BEGIN Entries provided

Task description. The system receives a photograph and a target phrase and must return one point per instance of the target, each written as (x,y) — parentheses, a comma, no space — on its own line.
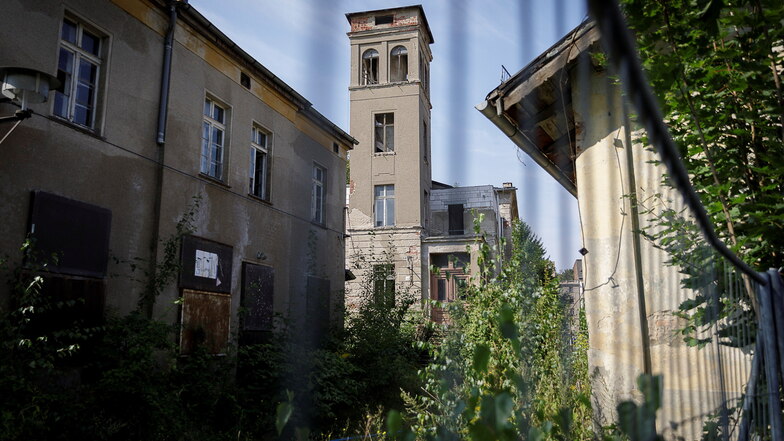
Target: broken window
(384,284)
(257,297)
(213,139)
(370,67)
(259,163)
(398,64)
(385,132)
(384,19)
(79,70)
(317,308)
(456,219)
(424,139)
(318,194)
(385,205)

END Entries provided

Directions:
Lay out every line of the material above as a numbered list, skipping any blank lines. Omit the pictures.

Result of the exercise:
1. Task description. The system receives a photograph and a target phrase and must return one point per instance of the target, each written as (x,y) — parentheses, a comma, no space — on its own line.
2. Target: broken window
3. (384,284)
4. (257,297)
5. (213,139)
6. (370,67)
7. (259,163)
8. (398,64)
9. (385,132)
10. (384,19)
11. (79,70)
12. (317,308)
13. (456,219)
14. (424,139)
15. (318,194)
16. (385,205)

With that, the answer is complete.